(SUPPLIED ENTRIES begins)
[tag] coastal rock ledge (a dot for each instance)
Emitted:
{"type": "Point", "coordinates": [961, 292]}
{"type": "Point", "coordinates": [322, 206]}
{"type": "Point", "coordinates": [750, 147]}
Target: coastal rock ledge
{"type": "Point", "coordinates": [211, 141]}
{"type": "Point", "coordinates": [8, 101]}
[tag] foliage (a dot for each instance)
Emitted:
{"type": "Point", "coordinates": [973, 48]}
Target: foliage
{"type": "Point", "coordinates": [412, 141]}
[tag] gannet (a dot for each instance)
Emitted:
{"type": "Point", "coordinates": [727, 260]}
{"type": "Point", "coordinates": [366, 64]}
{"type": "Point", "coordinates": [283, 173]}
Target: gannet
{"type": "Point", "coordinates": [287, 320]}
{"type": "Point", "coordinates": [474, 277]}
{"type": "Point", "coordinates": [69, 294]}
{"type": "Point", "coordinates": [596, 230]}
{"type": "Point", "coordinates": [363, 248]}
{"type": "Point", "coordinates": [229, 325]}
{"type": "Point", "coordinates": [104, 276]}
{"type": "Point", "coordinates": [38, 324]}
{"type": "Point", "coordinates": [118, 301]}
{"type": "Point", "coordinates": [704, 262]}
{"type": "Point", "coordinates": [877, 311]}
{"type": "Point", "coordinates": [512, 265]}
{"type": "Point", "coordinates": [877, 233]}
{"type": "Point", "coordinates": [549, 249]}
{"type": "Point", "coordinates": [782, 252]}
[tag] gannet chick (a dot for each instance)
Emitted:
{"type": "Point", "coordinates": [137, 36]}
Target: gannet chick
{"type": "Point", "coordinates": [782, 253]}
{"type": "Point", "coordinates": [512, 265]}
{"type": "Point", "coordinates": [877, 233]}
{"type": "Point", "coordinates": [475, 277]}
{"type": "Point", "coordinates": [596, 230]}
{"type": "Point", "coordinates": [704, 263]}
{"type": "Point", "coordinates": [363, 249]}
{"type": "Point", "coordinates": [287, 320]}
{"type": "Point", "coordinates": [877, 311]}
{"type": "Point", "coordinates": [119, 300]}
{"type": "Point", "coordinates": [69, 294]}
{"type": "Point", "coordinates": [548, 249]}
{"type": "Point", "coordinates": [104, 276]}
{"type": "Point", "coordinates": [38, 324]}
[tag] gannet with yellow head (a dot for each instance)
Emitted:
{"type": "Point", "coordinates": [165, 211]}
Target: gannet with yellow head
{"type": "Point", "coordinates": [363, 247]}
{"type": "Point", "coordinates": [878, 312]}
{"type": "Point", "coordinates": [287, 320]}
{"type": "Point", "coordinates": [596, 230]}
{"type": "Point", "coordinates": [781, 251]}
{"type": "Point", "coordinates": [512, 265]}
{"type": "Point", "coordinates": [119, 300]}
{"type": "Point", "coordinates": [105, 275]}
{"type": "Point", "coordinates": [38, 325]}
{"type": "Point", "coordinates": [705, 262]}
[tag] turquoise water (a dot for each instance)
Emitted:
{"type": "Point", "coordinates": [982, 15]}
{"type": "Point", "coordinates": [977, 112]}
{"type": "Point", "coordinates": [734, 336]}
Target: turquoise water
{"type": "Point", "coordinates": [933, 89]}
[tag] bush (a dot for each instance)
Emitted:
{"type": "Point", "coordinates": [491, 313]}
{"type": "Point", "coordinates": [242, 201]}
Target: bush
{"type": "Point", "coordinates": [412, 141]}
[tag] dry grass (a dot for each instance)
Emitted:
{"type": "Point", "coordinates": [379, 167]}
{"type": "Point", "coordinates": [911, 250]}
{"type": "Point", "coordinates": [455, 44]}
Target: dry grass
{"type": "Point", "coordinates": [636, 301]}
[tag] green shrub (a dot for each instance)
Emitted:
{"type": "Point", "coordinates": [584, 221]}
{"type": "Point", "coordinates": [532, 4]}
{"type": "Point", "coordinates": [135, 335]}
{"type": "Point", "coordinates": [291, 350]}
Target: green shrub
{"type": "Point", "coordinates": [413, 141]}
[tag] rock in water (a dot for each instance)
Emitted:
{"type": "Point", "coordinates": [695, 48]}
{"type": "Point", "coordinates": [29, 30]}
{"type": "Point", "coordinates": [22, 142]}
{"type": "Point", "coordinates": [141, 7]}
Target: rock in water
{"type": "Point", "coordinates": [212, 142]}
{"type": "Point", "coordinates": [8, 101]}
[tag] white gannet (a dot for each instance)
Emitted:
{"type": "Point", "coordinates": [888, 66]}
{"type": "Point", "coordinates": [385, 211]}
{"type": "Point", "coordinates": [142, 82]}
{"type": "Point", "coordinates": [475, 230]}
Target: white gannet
(SUPPLIED ENTRIES ends)
= INSTRUCTIONS FOR THE TASK =
Scan the material above for lines holding the string "each" and copy those lines.

= ANSWER TO THIS EXERCISE =
[tag] coastal rock ledge (a dot for each instance)
[tag] foliage (a dot for each instance)
[tag] gannet (a dot for each instance)
[tag] gannet chick (a dot for each instance)
[tag] gannet with yellow head (a dot for each instance)
[tag] turquoise water (a dot for each instance)
[tag] bush (a dot for each instance)
[tag] dry grass (a dot for each instance)
[tag] green shrub (a dot for each instance)
[tag] rock in water (a dot for each instance)
[tag] white gannet (a dot for each instance)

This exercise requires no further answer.